[Entries from a point annotation set]
--------

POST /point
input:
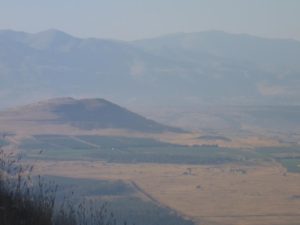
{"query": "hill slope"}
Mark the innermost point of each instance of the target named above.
(85, 114)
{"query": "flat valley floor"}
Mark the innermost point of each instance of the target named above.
(230, 194)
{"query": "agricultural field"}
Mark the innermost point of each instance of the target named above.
(205, 184)
(123, 199)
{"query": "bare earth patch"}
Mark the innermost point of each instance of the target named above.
(227, 194)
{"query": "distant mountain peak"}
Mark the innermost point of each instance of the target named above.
(89, 113)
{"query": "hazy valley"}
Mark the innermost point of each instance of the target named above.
(188, 128)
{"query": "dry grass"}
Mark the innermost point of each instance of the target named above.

--------

### DIRECTIONS
Each record must be quoted in full and exactly. Do not include the pictures.

### SOLUTION TO THE EXERCISE
POST /point
input:
{"query": "hill slope"}
Mark the innermost point of each instance of the target named above.
(85, 114)
{"query": "flat valley floor"}
Mark the innermost point of each instance of the target named above.
(230, 194)
{"query": "agricultural field"}
Mark the innermost point of each instance of the target named above.
(205, 184)
(123, 199)
{"query": "bare earth patch"}
Mark the innermost point of each instance of the target named above.
(227, 194)
{"query": "distant mountain peak"}
Mark the innermost point of each instance of the target named above.
(89, 113)
{"query": "hazy valley"}
Mark the innermost point of each instance of the target named above.
(188, 128)
{"query": "dry grass"}
Mark the innermost point of each instance of the target named above.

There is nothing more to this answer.